Task goal
Take the data that follows and retype it word for word.
:: Supplied data ::
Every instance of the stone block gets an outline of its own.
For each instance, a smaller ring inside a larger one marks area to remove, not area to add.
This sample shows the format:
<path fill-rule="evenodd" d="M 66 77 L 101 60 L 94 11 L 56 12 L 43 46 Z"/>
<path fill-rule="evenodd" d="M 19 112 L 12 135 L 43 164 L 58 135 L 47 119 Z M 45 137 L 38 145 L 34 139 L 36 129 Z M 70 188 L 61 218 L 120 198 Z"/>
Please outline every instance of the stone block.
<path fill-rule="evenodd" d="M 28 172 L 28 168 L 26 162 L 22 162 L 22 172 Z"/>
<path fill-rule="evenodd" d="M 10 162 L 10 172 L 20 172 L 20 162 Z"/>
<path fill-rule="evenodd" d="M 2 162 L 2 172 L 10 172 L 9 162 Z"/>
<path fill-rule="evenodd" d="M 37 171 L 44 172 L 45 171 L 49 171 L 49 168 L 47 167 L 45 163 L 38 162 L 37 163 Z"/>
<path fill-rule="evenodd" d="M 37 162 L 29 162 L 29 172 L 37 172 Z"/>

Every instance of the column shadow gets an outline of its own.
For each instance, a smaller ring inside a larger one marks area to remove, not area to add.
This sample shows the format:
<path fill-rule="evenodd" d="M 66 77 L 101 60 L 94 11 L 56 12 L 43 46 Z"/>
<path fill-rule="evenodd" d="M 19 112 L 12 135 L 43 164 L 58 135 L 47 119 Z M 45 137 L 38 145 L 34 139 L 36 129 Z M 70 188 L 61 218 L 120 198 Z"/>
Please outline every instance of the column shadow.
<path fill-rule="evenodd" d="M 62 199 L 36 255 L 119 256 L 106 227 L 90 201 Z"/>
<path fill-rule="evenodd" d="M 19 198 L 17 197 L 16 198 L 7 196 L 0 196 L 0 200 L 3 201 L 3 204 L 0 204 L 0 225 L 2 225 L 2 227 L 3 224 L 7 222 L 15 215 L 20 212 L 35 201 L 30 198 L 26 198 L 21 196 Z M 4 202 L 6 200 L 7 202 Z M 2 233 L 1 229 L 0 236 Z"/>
:::
Exercise result
Every instance of the stone block gets an outline of its own.
For each instance, a smaller ring inside a larger one marks area to remove, not area to add.
This sample shows the format:
<path fill-rule="evenodd" d="M 66 77 L 101 60 L 94 11 L 56 12 L 43 46 Z"/>
<path fill-rule="evenodd" d="M 19 112 L 12 135 L 43 164 L 58 135 L 47 119 Z M 45 137 L 38 145 L 34 139 L 36 129 Z M 70 188 L 61 218 L 120 198 Z"/>
Please outline every instance of the stone block.
<path fill-rule="evenodd" d="M 28 172 L 28 168 L 26 162 L 22 162 L 22 172 Z"/>
<path fill-rule="evenodd" d="M 10 162 L 10 172 L 20 172 L 20 162 Z"/>
<path fill-rule="evenodd" d="M 2 162 L 2 172 L 10 172 L 9 162 Z"/>
<path fill-rule="evenodd" d="M 37 171 L 44 172 L 45 171 L 49 171 L 49 168 L 47 167 L 45 163 L 38 162 L 37 163 Z"/>
<path fill-rule="evenodd" d="M 37 162 L 29 162 L 29 172 L 37 172 Z"/>

Every instance of the column shadow gets an outline of its own.
For each instance, a smaller ring inside a larger one marks area to remove, not area to add.
This sample shows the format:
<path fill-rule="evenodd" d="M 66 77 L 101 60 L 94 11 L 56 12 L 43 46 Z"/>
<path fill-rule="evenodd" d="M 19 112 L 12 135 L 43 164 L 58 135 L 47 119 Z M 45 137 L 38 145 L 34 139 L 36 129 Z M 70 188 L 61 218 L 120 198 Z"/>
Please outline every instance of the column shadow.
<path fill-rule="evenodd" d="M 62 199 L 36 255 L 119 256 L 106 227 L 90 201 Z"/>
<path fill-rule="evenodd" d="M 19 198 L 17 197 L 16 198 L 7 196 L 0 196 L 0 200 L 3 201 L 3 204 L 0 204 L 0 225 L 2 225 L 2 227 L 3 224 L 7 222 L 15 215 L 20 212 L 35 201 L 30 198 L 26 198 L 21 196 Z M 4 202 L 6 200 L 7 202 Z M 2 233 L 1 229 L 0 236 Z"/>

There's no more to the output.